* [Polecenie 1] Na podstawie wybranego fragmentu wyjaśnij w jednym do trzech zdań, dlaczego pod koniec roku do domu przychodzą kuratorzy.

* [Wybrany fragment]
□ □ □ □ □

Oczywiście w domu, kolejne mamy zadania do wykonania, troszkę popisać musimy.
Jak zwykle na koniec roku mamy nalot kuratorów w domu, w związku z RZ dla męża brata. Oczywiście z dumą mówię o adopcji, każdy gratuluje i trzyma kciuki. Wczoraj była pani kurator  z sądu, gdy opowiadałam w jakich okolicznościach znalazł się u nas męża brat, pani powiedziała, że jestem wielka, że mnie podziwia, prawie się popłakałam.

czwartek, 22 listopada 2012

20.XI. 2012 rok kurs-trzecie spotkanie

Na trzecim spotkaniu mieliśmy spotkanie z panią pielęgniarką, nawet nie wiadomo kiedy minęły te 4,5 godziny, chociaż przyznam szczerze, że o pielęgnacji dziecka co nie co wiem. Ale oczywiście było także mnóstwo ciekawych informacji odnośnie wychowywaniu, pielęgnacji dziecka, czy to choroba poważna czy mniej poważna.

□ □ □ □ □

Przechowywane zapisy:

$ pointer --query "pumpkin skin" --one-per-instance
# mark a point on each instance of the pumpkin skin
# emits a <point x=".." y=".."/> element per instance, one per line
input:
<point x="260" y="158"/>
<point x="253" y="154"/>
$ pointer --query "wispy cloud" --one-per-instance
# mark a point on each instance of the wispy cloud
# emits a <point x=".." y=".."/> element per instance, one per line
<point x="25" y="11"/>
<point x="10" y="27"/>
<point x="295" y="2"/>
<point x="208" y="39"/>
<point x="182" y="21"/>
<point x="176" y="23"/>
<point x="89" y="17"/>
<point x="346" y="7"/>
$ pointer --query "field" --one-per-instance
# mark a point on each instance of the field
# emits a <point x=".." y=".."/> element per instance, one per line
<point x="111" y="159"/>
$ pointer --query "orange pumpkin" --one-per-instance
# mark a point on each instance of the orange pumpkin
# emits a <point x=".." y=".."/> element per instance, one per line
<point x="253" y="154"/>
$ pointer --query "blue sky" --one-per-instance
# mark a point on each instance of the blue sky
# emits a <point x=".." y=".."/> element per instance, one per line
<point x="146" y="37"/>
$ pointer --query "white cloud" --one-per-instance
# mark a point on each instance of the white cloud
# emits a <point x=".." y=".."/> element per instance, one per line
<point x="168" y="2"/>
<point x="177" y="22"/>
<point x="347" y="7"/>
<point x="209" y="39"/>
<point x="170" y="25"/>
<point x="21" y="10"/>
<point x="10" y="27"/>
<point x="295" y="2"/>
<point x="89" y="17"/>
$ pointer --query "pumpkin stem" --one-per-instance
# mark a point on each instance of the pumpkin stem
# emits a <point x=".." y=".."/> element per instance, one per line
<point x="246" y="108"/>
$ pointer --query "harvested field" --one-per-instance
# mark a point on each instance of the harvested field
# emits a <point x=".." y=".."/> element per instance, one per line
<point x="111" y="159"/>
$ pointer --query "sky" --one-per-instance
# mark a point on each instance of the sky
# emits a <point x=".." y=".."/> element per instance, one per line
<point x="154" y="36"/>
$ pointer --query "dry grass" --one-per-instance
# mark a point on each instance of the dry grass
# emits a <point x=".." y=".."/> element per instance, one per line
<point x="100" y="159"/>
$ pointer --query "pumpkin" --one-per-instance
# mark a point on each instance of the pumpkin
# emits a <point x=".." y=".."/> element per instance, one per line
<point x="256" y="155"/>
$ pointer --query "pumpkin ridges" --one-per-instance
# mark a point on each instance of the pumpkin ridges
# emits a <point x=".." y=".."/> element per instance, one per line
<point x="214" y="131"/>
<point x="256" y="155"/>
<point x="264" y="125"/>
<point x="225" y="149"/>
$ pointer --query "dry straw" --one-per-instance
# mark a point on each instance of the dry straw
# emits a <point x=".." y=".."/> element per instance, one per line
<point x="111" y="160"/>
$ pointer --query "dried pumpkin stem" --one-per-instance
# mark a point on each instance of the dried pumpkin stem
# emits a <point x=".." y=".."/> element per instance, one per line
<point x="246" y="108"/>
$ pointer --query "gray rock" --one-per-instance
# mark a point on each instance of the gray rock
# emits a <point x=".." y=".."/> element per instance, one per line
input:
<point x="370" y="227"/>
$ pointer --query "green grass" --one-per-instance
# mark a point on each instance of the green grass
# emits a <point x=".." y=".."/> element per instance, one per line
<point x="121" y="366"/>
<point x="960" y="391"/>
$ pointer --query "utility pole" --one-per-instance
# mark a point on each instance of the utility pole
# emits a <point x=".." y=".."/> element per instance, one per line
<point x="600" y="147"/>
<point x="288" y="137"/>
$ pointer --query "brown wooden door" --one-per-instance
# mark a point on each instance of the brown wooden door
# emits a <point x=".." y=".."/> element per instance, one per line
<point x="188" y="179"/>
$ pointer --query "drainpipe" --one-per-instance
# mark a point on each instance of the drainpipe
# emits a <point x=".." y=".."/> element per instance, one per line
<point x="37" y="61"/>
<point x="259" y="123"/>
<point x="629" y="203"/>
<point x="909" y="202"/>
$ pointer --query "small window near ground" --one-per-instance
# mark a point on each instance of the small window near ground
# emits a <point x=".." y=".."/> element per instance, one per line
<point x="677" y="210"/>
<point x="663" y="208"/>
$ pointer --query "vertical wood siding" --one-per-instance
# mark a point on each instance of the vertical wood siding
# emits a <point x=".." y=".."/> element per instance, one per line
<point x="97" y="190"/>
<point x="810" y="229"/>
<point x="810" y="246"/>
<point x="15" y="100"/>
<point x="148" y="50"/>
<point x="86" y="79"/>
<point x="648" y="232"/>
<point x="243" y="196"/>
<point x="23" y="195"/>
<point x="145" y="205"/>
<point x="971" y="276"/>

□ □ □ □ □

* [Polecenie 2] Wyfiltruj z zapisów każdą linię, w której występuje słowo „white”. Wielkość liter ma znaczenie.

* [Odpowiedź pisemna 1] Kuratorzy przychodzą, jak co roku pod koniec roku, w związku z RZ dla brata męża.

* [Odpowiedź pisemna 2]
$ pointer --query "white cloud" --one-per-instance
# mark a point on each instance of the white cloud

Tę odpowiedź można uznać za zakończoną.